Document section:
━━━━━━━━━━

Defendants maintain that Plaintiff's complaint violates Rule 20 because “he joins separate incidents without including factual content showing a common question of law or fact.” (Doc. No. 10 at 8.) They assert that “the only commonality between the incidents alleged in the complaint is a deficient claim for supervisory liability against Luther and Goss, ” and that, “[d]rilling down, the allegations of [Plaintiff's] complaint suggest that he is attempting to effectuate a de facto consolidation of what should be five separate lawsuits-with each alleged incident comprising its own suit.” (Id.) Defendants argue that Plaintiff's complaint “should be dismissed, without prejudice to his ability to re-file separate, self-contained complaints related to each incident of alleged exposure to OC.” (Id. at 9.)
Upon review of Plaintiff's complaint, the Court concludes that it does not violate Rule 20. Plaintiff alleges that the individual corrections officers violated his Eighth Amendment rights by using excessive amounts of OC spray in a series of events that occurred over a span of three (3) months, and that Defendants Luther and Goss failed to take action to stop such violations. Plaintiff, therefore, has satisfied Rule 20's requirements, set forth supra. Furthermore, even if the Court were to conclude that the complaint violates Rule 20, “[m]isjoinder of parties is not a ground for dismissing an action.” See Fed.R.Civ.P. 21. The Court, therefore, declines to grant Defendants' motion to dismiss on this basis.
2. Official Capacity Claims
Defendants next assert that Plaintiff's damages claims against them in their official capacities are barred by the doctrine of sovereign immunity. (Doc. No. 10 at 9-10.) The Court agrees with Defendants. “A state official sued in his or her official capacity is not a ‘person' for purposes of § 1983 when a plaintiff seeks monetary damages, as the Supreme Court has not construed § 1983 as an abrogation of the states' Eleventh Amendment immunity.” Salter v. Wetzel, No. 3:19-cv-1691, 2020 WL 3579554, at *6 (M.D. Pa. June 30, 2020) (citing Will v. Mich. Dep't of State Police, 491 U.S. 58, 63-71 (1989)). This immunity, however, “is not shared by state officers to the extent that the suit seeks prospective injunctive or declaratory relief or seeks damages from the officers in their individual capacities.” See id. (citations omitted). The Court will, therefore, grant Defendants' motion to dismiss with respect to Plaintiff's damages claims against them in their official capacities.

━━━━━━━━━━

What you should do:
Write out, word for word, the stretch of the court ruling above from "Upon review of" through "on this basis.".

Saved entries:
━━━━━━━━━━

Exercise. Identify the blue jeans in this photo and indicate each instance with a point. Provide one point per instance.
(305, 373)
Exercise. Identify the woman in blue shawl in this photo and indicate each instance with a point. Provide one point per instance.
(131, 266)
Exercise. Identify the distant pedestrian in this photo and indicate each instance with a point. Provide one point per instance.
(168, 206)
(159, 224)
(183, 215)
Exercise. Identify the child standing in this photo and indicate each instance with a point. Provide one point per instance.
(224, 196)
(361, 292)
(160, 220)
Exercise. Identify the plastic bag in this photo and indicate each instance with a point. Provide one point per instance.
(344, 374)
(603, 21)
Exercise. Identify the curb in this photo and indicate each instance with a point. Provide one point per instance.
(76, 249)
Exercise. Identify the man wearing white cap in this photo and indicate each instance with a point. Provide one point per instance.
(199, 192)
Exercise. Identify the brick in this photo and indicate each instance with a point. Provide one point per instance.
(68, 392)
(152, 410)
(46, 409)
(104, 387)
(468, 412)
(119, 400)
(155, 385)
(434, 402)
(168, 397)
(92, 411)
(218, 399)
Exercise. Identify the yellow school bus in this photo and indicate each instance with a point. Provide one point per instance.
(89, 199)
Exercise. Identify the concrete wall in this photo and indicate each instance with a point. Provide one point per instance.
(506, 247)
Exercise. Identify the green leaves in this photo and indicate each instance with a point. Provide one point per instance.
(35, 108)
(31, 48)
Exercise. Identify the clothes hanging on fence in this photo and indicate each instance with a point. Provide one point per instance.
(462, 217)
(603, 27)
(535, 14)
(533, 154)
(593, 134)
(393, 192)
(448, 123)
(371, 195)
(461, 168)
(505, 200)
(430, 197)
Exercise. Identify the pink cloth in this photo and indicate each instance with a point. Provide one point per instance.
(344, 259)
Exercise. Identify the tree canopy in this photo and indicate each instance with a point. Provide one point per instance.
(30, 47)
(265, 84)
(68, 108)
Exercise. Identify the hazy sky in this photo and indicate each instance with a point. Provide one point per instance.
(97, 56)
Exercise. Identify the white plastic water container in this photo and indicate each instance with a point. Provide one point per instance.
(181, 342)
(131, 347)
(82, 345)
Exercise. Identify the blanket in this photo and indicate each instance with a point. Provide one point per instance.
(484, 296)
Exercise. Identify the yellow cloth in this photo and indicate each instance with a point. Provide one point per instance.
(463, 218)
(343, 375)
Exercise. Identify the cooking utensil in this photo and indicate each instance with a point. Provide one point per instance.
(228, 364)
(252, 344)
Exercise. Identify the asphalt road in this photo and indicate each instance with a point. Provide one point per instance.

━━━━━━━━━━

Output below:
Upon review of Plaintiff's complaint, the Court concludes that it does not violate Rule 20. Plaintiff alleges that the individual corrections officers violated his Eighth Amendment rights by using excessive amounts of OC spray in a series of events that occurred over a span of three (3) months, and that Defendants Luther and Goss failed to take action to stop such violations. Plaintiff, therefore, has satisfied Rule 20's requirements, set forth supra. Furthermore, even if the Court were to conclude that the complaint violates Rule 20, “[m]isjoinder of parties is not a ground for dismissing an action.” See Fed.R.Civ.P. 21. The Court, therefore, declines to grant Defendants' motion to dismiss on this basis.